■ What this task involves: Copy the records word for word, starting at the line with "Expected: one point per instance of the hop" and continuing through the line with "Target: hop leaf", both included.

■ Excerpted data:

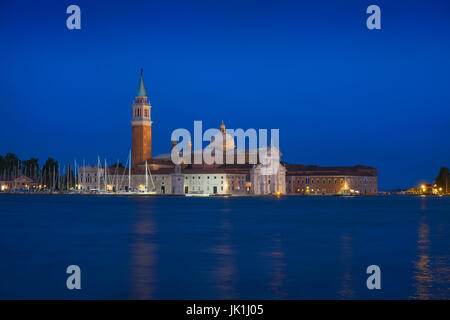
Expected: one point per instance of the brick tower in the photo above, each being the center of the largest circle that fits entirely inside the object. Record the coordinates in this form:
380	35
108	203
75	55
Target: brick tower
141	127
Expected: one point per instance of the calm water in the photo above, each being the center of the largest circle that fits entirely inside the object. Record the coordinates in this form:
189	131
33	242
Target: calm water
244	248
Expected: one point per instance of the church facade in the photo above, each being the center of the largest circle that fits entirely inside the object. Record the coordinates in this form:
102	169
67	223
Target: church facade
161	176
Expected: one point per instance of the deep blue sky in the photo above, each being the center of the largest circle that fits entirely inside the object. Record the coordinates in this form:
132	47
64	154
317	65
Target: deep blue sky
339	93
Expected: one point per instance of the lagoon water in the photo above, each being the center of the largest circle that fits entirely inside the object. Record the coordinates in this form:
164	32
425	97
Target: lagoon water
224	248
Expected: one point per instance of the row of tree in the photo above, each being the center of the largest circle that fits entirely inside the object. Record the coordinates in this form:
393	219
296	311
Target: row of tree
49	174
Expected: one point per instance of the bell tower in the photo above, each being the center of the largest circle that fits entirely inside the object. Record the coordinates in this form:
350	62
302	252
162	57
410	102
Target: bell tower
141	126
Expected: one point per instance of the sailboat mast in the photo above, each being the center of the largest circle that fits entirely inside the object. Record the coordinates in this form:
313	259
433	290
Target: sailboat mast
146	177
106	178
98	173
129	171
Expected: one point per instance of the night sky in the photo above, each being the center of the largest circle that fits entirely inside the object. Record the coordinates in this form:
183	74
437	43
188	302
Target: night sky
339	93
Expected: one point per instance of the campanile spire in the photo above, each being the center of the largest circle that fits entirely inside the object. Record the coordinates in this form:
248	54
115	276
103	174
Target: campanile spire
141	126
* * *
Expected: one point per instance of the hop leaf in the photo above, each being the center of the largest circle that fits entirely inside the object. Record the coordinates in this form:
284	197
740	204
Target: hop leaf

■ Written response:
Expected: one point per instance of the hop leaf in the photo above, each being the center of the largest circle that fits entirely inside the object. Record the coordinates in this form:
284	197
740	204
Target: hop leaf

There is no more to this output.